# Consigne:
Pour chaque affirmation ci-dessous, dites par oui ou par non si elle concorde avec le texte fourni sur la sélection à Auschwitz, et citez mot pour mot le passage du texte qui tranche.
1. L’administration des camps de concentration était d’une perfection toute prussienne.
2. Les SS qui faisaient la sélection tournaient le dos à la personne qui raconte.
3. L’auteur de la bonne action était un homme âgé.

# Texte fourni:
══════

Entre les baraquements était tendu un cordon, précisément
pour empêcher ce que je voulais essayer de faire. Nous étions là, et nous
observions attentivement. « Maintenant ! » au moment où les deux
hommes chargés de la garde se criaient quelque chose. Et je me vois courir le
long de la paroi du baraquement, courbée. Pourquoi courbée ? Pour me faire
plus petite, ou pour profiter du peu d’ombre ? Puis contourner l’angle et
me glisser dans la file par-derrière, sans que personne s’en aperçoive, ou en
tout cas me trahisse.
La baraque était encore pleine de gens. Il y régnait cette
forme spéciale de chaos organisé ou d’ordre chaotique, caractéristique d’Auschwitz.
La perfection « prussienne » de l’administration des camps de
concentration est une légende allemande. Une bonne organisation systématique
suppose qu’il y ait quelque chose à organiser ou à préserver. Or nous étions
sans valeur, expédiés en ces lieux pour notre élimination ; le gaspillage
de « matériau humain » était donc sans importance. Au fond, ce qui se
passait dans les camps de Juifs fut toujours indifférent aux nazis, pourvu que
ça ne leur crée pas de problèmes. Les SS qui procédaient à la sélection et
leurs aides me tournaient le dos. Je gagnai vite et discrètement la porte de
devant, je m’y déshabillai comme il était dit et je me plaçai dans la file de l’autre
SS en poussant un soupir de soulagement. J’avais réussi à enfreindre les règles
et je m’en réjouissais. Ma mère ne pourrait plus me traiter de lâche, mais j’étais
la plus petite et de toute évidence la plus jeune de toute la file, une enfant
sous-alimentée, qui n’était pas encore développée, prépubère.
Tous les récits que je connais sur les opérations de
sélection affirment catégoriquement que la première décision était toujours
définitive, qu’aucun de ceux qui avaient été envoyés d’un côté n’était jamais
repassé de l’autre. Eh bien, je suis l’exception.
Ce qui se passa alors est suspendu dans l’espace de la
mémoire comme le globe terrestre, au temps de Copernic, était suspendu au ciel
par une mince chaîne. Il se passa une chose qui, aussi souvent qu’elle se
produise, reste toujours unique : ce fut une grâce incompréhensible, ou
pour l’exprimer plus simplement, une bonne action. Et pourtant le terme de
grâce est peut-être plus juste, en dépit ou au contraire, à cause de son investissement
religieux. Cet acte fut certes le fait d’un être humain, mais il tomba du ciel
de façon aussi imméritée que si son auteur avait flotté au-dessus des nuages. Cette
personne était une jeune femme, dans une situation tout aussi désespérée que
nous tous, qui ne peut avoir voulu rien d’autre que sauver un autre être humain.

══════

# Données enregistrées:
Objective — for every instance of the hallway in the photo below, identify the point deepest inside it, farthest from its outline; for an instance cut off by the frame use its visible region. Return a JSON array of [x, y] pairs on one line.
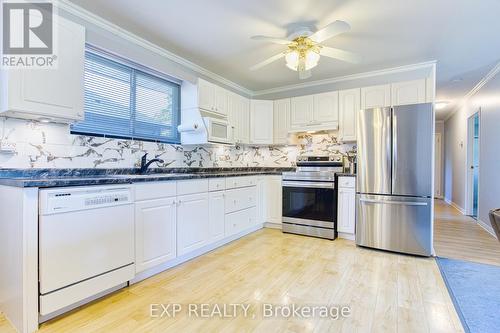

══════

# Réponse:
1. Non : « La perfection « prussienne » de l’administration des camps de concentration est une légende allemande. »
2. Oui : « Les SS qui procédaient à la sélection et leurs aides me tournaient le dos. »
3. Non : « Cette personne était une jeune femme »